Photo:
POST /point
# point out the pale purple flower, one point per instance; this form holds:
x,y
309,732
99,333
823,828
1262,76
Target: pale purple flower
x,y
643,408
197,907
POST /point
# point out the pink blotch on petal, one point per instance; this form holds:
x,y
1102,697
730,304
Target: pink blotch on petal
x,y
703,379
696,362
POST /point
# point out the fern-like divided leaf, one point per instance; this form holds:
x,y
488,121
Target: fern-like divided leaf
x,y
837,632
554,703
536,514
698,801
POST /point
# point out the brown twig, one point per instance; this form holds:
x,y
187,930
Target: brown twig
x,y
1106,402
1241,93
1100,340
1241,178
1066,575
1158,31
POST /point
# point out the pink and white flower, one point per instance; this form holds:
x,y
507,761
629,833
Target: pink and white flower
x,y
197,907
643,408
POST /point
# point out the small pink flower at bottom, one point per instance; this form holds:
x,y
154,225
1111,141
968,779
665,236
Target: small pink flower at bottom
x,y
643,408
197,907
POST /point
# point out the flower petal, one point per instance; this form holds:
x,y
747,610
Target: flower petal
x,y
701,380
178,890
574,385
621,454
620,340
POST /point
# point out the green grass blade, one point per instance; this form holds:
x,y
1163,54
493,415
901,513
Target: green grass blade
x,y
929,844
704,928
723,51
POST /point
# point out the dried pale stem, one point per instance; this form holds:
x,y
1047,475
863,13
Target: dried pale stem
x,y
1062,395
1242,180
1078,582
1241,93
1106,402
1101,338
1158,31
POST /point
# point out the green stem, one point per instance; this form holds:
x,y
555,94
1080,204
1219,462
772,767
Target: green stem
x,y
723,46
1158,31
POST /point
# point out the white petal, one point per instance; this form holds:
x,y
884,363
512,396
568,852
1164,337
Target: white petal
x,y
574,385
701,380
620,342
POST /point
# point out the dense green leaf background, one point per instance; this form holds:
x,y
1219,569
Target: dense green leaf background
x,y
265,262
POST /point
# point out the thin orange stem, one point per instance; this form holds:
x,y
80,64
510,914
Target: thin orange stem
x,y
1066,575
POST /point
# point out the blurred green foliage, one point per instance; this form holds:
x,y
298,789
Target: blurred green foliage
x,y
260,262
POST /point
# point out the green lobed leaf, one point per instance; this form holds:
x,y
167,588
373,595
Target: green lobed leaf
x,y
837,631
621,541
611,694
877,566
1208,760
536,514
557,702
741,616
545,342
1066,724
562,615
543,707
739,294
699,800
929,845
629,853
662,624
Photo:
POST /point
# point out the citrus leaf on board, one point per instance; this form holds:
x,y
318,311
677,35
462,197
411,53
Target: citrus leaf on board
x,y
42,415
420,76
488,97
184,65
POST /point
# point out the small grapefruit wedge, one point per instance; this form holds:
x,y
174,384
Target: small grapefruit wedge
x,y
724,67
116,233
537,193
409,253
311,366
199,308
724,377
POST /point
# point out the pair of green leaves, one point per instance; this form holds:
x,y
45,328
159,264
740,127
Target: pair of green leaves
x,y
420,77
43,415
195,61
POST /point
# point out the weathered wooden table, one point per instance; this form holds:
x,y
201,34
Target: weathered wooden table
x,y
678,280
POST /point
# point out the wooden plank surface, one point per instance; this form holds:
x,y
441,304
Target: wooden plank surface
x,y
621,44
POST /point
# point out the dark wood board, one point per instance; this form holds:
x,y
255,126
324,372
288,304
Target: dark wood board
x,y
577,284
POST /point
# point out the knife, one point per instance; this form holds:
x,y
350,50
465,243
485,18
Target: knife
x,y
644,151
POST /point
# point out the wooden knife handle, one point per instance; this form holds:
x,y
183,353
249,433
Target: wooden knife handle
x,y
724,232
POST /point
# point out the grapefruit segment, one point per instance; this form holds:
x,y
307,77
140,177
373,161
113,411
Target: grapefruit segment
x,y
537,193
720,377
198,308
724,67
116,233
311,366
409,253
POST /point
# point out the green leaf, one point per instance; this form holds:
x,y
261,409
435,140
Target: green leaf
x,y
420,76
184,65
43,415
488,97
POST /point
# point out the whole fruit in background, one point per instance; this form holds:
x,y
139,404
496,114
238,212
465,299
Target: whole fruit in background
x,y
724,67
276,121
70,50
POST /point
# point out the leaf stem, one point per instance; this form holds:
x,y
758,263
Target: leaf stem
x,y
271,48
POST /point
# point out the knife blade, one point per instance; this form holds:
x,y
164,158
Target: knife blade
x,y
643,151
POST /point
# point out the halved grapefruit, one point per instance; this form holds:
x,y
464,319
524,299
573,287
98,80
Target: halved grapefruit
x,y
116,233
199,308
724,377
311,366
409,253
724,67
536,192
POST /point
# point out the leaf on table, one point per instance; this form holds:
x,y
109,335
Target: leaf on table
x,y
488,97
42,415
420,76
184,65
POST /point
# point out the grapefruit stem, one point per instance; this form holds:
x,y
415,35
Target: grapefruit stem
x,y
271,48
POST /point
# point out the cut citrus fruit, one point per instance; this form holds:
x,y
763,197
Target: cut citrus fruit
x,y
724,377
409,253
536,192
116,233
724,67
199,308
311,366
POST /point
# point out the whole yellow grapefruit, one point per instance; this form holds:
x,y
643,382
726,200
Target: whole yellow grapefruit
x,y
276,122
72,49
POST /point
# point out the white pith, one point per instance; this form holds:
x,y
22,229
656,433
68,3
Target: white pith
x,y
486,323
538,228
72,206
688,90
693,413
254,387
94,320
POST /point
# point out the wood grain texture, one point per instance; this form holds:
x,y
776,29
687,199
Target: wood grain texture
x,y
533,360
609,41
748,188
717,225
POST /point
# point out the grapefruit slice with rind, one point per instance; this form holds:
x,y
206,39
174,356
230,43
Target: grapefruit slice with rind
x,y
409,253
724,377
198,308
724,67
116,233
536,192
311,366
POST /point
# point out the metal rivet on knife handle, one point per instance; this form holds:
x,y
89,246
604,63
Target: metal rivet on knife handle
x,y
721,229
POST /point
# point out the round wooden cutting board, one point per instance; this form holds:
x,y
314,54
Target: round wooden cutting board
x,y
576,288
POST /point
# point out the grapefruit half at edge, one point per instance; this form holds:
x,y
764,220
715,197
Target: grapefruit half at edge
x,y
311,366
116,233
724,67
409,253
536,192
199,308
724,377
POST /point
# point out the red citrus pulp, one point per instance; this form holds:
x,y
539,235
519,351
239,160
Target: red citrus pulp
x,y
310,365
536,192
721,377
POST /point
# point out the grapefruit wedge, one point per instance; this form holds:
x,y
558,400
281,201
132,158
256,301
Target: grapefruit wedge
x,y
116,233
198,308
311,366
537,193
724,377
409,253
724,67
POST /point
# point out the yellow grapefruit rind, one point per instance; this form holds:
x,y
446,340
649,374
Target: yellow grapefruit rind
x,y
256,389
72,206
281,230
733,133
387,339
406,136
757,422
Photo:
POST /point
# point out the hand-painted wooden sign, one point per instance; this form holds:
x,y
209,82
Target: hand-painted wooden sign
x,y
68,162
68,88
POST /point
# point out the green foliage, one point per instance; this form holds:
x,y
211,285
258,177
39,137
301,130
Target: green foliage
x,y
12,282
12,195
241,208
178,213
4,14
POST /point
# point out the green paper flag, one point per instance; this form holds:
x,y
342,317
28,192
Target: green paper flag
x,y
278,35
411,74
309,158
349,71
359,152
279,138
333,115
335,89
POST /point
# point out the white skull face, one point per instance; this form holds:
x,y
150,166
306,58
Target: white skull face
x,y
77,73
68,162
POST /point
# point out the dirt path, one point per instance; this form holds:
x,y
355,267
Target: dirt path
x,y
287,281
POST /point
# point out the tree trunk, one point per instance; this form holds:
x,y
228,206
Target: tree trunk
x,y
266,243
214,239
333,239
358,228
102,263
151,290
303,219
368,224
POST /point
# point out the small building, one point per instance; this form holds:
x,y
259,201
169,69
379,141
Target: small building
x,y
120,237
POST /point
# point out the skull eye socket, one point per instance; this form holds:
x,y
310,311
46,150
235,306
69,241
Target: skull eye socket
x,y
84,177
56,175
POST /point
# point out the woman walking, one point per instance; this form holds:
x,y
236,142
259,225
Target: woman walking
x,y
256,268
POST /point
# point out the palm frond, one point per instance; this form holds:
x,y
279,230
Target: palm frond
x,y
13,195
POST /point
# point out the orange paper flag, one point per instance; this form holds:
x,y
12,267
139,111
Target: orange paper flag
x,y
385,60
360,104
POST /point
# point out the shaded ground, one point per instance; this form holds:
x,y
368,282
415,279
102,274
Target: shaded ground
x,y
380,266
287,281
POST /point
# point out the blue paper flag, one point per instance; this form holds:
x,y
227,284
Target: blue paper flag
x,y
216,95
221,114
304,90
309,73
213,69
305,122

REQUIREMENT
Return each line of the data above that contains the word "white", treating uppercase and lowercase as different.

COMPLETE RESPONSE
# point out the pink and white flower, one point per instance; this form holds:
Target: pink and white flower
# point out the white petal, one point per instance; this form holds:
Target: white petal
# point out the white pith, one point per instance; this form holds:
Target: white pith
# point out the white skull face, one point per instance; this form holds:
Target: white skull face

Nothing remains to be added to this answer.